Directions. Swap "every instance" for "all instances" wherever it occurs in the data below, and write out the data again with every other line unchanged. Leave the pictures out of the rewritten version.

Data section.
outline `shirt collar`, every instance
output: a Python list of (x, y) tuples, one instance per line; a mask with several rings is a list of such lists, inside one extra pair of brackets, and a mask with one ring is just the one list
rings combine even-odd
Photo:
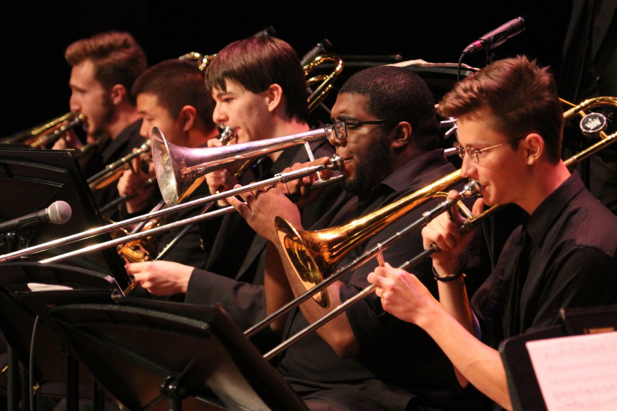
[(585, 185), (581, 177), (574, 171), (529, 216), (525, 222), (525, 228), (536, 246), (542, 244), (553, 222), (568, 203), (584, 188)]

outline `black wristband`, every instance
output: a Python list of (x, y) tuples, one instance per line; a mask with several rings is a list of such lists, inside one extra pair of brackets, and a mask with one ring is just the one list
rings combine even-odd
[(436, 280), (438, 281), (442, 281), (444, 283), (447, 283), (450, 282), (450, 281), (454, 281), (461, 275), (465, 277), (465, 274), (463, 274), (463, 270), (464, 269), (464, 267), (466, 262), (467, 262), (467, 254), (463, 253), (462, 254), (462, 261), (461, 261), (460, 262), (460, 267), (461, 267), (460, 271), (458, 273), (455, 274), (452, 274), (450, 275), (446, 275), (445, 277), (441, 277), (440, 275), (438, 275), (436, 272), (435, 272), (434, 266), (431, 265), (431, 269), (433, 270), (433, 277), (435, 277)]
[(435, 279), (438, 281), (443, 282), (444, 283), (450, 282), (450, 281), (454, 281), (455, 280), (456, 280), (459, 277), (463, 275), (463, 272), (459, 271), (456, 274), (452, 274), (450, 275), (446, 275), (445, 277), (441, 277), (440, 275), (437, 275), (437, 273), (435, 272), (435, 267), (433, 267), (433, 277), (435, 277)]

Exercise response.
outline `shirt collar`, all instances
output: a Python list of (x, y) tuples, one instance per line; a mask with several rings is a list of such lists, inside one extra pair of brackets, and a mask with one ring is just the one list
rings combine even-odd
Photo:
[(585, 185), (581, 177), (574, 171), (529, 216), (525, 222), (525, 228), (536, 246), (542, 244), (553, 222), (568, 203), (584, 188)]

outline `black wristband`, all instances
output: a Python list of (x, y) tuples, one instance per line; a mask with several rings is a list of such lists, inside one extra pair of brackets, and a mask with one ring is just the one list
rings combine even-odd
[(436, 280), (438, 281), (442, 281), (444, 283), (447, 283), (450, 282), (450, 281), (454, 281), (461, 275), (465, 277), (465, 274), (463, 274), (463, 270), (464, 269), (464, 267), (466, 262), (467, 262), (467, 254), (463, 253), (462, 254), (462, 261), (461, 261), (460, 262), (460, 267), (461, 267), (460, 271), (458, 273), (455, 274), (452, 274), (450, 275), (446, 275), (445, 277), (441, 277), (440, 275), (438, 275), (436, 272), (435, 272), (434, 266), (431, 265), (431, 269), (433, 270), (433, 277), (435, 277)]
[(435, 279), (438, 281), (443, 282), (444, 283), (450, 282), (450, 281), (454, 281), (455, 280), (456, 280), (459, 277), (463, 275), (463, 272), (459, 271), (456, 274), (452, 274), (450, 275), (446, 275), (445, 277), (441, 277), (440, 275), (437, 275), (437, 273), (435, 272), (435, 267), (433, 267), (433, 277), (435, 277)]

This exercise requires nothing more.